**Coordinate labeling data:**
*****

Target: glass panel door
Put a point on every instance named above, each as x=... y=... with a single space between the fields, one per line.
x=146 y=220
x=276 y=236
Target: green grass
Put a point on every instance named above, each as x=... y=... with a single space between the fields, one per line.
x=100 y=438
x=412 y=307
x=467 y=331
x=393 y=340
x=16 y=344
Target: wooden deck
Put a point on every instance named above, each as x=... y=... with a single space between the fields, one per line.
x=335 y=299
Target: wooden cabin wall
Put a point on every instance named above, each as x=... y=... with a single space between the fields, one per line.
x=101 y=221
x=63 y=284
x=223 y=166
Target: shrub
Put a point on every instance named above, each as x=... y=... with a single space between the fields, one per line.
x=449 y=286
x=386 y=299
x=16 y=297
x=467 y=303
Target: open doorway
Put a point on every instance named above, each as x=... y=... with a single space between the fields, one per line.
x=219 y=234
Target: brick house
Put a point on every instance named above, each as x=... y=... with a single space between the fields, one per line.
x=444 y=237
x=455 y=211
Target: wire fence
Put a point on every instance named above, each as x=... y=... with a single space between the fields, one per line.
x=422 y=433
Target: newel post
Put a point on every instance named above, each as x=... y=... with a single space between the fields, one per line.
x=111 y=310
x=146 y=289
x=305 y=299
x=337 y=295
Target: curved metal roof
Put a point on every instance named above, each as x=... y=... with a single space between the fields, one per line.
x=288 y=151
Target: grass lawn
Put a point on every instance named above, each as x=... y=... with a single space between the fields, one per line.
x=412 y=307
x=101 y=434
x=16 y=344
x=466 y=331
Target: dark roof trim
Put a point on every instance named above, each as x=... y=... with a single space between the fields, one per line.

*****

Replace every "Target" in the lines above with "Object" and write all the lines out again, changing nothing else.

**Correct output:**
Object: glass panel door
Put a point on every instance named above, each as x=... y=... with a single space between the fields, one per line.
x=146 y=220
x=276 y=236
Object: green grass
Put a point on every instance named above, each as x=... y=... with a single space between the fields, one per line.
x=100 y=438
x=412 y=307
x=467 y=331
x=393 y=340
x=16 y=344
Object: wooden deck
Put a point on every instance named above, each as x=... y=... with a single space between the fields, one per line.
x=335 y=299
Object: wooden cabin wall
Put a point on every instance named above, each as x=... y=... with a single space between the fields, one per line.
x=101 y=221
x=63 y=284
x=223 y=166
Object: shrub
Put a point on every instance named above, each as x=... y=... with a single space between the fields, one per line.
x=449 y=286
x=386 y=299
x=16 y=297
x=467 y=303
Object: open doorway
Put a point on every instance named above, each as x=... y=... with a single space between the fields, one per line.
x=219 y=234
Object: brick house
Put a point on every instance named above, each as x=... y=... with a single space between the fields, one per line.
x=444 y=237
x=455 y=211
Object: wire fence
Put a point on every instance named above, each as x=... y=... with a single space between the fields, one per line.
x=422 y=433
Object: newel post
Put a point on every instance named above, each as x=... y=... with a single space between the fields, one per line.
x=111 y=310
x=146 y=289
x=305 y=299
x=337 y=295
Object: curved metal roof
Put a point on every instance named above, each as x=... y=... with a single space between the fields, one per line.
x=288 y=151
Object: grass lawn
Put a point on every instance named above, each as x=... y=... with a single space between the fields, one per line.
x=412 y=307
x=101 y=434
x=16 y=344
x=466 y=331
Object: dark roof trim
Put a point on every instance named above, each as x=... y=... with a single space between the fields, one per line.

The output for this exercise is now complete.